Task requirements.
Please switch every "Target" in the listing below to "Label" and keep everything else the same. Leave the pictures out of your answer.

Excerpted data.

* START *

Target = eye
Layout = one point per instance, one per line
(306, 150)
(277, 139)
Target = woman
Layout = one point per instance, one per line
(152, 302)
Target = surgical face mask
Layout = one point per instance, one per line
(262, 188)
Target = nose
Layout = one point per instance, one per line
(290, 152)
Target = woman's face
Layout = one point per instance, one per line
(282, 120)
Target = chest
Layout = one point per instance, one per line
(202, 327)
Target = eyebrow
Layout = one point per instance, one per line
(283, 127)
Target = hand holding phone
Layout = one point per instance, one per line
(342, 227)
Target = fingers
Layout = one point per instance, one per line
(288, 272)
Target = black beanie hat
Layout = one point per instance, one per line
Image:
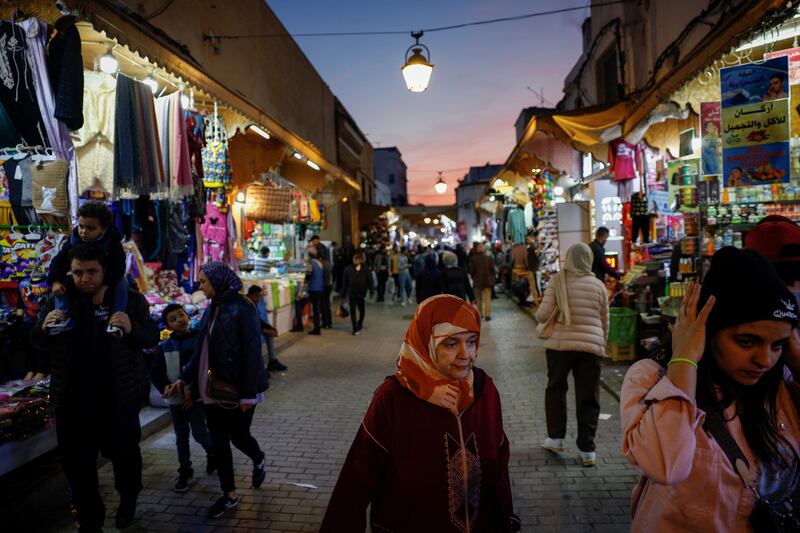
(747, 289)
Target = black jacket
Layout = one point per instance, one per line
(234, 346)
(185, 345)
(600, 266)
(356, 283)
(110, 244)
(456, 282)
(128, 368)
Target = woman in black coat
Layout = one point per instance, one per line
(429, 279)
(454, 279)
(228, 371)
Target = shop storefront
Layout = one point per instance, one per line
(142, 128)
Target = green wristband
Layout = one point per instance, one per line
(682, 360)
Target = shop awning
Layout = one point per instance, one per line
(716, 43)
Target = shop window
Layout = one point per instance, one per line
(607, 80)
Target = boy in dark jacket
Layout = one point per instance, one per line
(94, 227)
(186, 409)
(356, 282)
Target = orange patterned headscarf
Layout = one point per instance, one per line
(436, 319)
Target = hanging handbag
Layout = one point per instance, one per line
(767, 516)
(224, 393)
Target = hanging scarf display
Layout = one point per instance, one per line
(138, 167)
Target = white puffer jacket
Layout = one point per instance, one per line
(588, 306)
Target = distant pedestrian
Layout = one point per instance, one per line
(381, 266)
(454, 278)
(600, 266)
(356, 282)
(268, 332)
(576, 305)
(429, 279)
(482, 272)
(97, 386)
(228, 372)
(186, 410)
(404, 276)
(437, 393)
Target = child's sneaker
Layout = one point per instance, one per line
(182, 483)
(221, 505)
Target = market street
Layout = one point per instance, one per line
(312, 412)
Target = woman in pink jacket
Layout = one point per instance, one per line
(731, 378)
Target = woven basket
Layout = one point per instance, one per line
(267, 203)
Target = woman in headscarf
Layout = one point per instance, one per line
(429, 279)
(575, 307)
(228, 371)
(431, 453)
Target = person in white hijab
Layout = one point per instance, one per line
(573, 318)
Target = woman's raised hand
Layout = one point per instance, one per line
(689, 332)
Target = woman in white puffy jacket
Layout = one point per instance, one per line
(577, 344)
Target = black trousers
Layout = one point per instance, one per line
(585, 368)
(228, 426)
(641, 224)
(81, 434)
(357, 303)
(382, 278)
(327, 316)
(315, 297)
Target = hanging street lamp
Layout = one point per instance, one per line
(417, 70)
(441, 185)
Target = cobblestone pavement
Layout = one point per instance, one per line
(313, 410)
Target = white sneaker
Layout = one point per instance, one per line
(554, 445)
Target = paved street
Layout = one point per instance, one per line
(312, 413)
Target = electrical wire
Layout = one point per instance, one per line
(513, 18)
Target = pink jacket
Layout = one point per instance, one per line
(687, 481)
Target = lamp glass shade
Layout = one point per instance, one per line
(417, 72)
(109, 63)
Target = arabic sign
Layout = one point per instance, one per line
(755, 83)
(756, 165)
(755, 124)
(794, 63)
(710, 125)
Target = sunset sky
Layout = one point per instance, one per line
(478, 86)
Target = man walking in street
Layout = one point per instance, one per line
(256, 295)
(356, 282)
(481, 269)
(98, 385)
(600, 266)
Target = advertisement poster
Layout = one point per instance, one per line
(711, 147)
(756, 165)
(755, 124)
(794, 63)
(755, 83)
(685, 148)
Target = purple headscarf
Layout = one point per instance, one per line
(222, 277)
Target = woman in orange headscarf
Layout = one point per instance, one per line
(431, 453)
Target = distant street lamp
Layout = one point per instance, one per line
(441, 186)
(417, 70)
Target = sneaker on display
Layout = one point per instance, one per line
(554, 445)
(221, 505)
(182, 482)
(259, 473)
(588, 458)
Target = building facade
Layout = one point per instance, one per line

* END *

Output of the task.
Label = eye
Layout = one point per instance, one per line
(306, 150)
(277, 139)
Label = woman
Layout = one point per instance, one per line
(152, 302)
Label = surgical face mask
Layout = one point per instance, one per line
(262, 188)
Label = nose
Layout = one point per instance, one per line
(290, 152)
Label = woman's face
Layout = one point per instance, one per line
(282, 120)
Label = chest
Layout = one point per instance, one per line
(202, 327)
Label = eyebrow
Layout = one point per instance, one per line
(283, 127)
Label = hand holding phone
Layout = one point per instance, one per line
(342, 227)
Label = fingers
Layout = one point per instance, one per line
(288, 272)
Label = black beanie hat
Layout = one point per instance, one per line
Image:
(747, 289)
Label = black jacket
Layout = one point per instance, one per line
(234, 346)
(185, 345)
(600, 266)
(356, 283)
(110, 244)
(456, 282)
(128, 368)
Label = woman in black coat
Layout = one point per instance, one per line
(429, 279)
(454, 279)
(228, 371)
Label = shop storefront
Layout = one point per instance, one per line
(142, 128)
Label = green wristband
Layout = one point per instance, one per line
(682, 360)
Label = shop awning
Layout = one point per instance, one per line
(716, 43)
Label = shop window
Layout = one point per instance, one per line
(607, 80)
Label = boy in dark jacket
Layout = one point per instance, one per line
(94, 227)
(186, 409)
(356, 282)
Label = orange patterned headscarf
Layout = one point per instance, one per line
(436, 319)
Label = hanging handbag
Layout = one point per instance, one per line
(767, 516)
(224, 393)
Label = hanging scarf display
Layout = one point per instance, one per line
(138, 167)
Label = white puffer jacket
Layout = one point per instance, one per line
(588, 306)
Label = distant pedestrian
Layout = one point per instance, one per line
(381, 266)
(454, 278)
(600, 266)
(356, 282)
(268, 332)
(576, 305)
(429, 279)
(482, 272)
(97, 386)
(228, 372)
(186, 410)
(404, 276)
(437, 393)
Label = child's sneaker
Layout = one point per instance, one per line
(182, 483)
(221, 505)
Label = market street
Layout = one point per instance, one per line
(312, 412)
Label = woman in pink jacket
Layout = one point per instance, one per line
(731, 378)
Label = woven basket
Layout = one point per instance, one per line
(267, 203)
Label = woman in headscarf
Layout = one point per instance, one per line
(429, 279)
(575, 307)
(228, 371)
(431, 453)
Label = person in white hijab
Layout = one point per instance, one per line
(573, 318)
Label = woman's raised hand
Layout = one point per instance, one per line
(689, 332)
Label = woman in white puffy jacket
Layout = one point per instance, one per line
(577, 344)
Label = black trousers
Layout = one point per instance, one per line
(585, 368)
(228, 426)
(641, 224)
(81, 434)
(357, 303)
(382, 278)
(327, 316)
(315, 297)
Label = hanging street lamp
Layout = one point per instance, one per line
(417, 70)
(441, 185)
Label = cobblestone pavement
Layout = one point per instance, one per line
(313, 410)
Label = white sneaker
Layout = one point per instance, one per line
(554, 445)
Label = paved street
Layout = one point per instance, one per line
(312, 413)
Label = electrical wire
Layout = one point per instance, one per line
(513, 18)
Label = pink jacket
Layout = one point per instance, one per line
(687, 481)
Label = lamp glass shade
Layout = one point per instance, one per line
(417, 72)
(109, 63)
Label = arabic sign
Layout = one point per instance, one per line
(755, 83)
(756, 165)
(755, 124)
(794, 63)
(710, 125)
Label = sunset sky
Layout = one point per instance, one per line
(478, 86)
Label = man walking in street
Layout = one point per instance, one per line
(256, 295)
(356, 282)
(481, 269)
(98, 385)
(600, 266)
Label = advertisement poster
Layout = one point per instance, one per line
(711, 147)
(756, 165)
(755, 124)
(794, 63)
(755, 83)
(685, 148)
Label = purple headscarf
Layout = one point per instance, one per line
(222, 277)
Label = woman in orange headscarf
Layout = one point per instance, one per line
(431, 453)
Label = distant street lamp
Layout = one point per instance, one per line
(441, 186)
(417, 70)
Label = sneaker on display
Layout = one point per instance, one per line
(554, 445)
(221, 505)
(182, 482)
(259, 473)
(588, 458)
Label = building facade
Layout = one point per instance, one per line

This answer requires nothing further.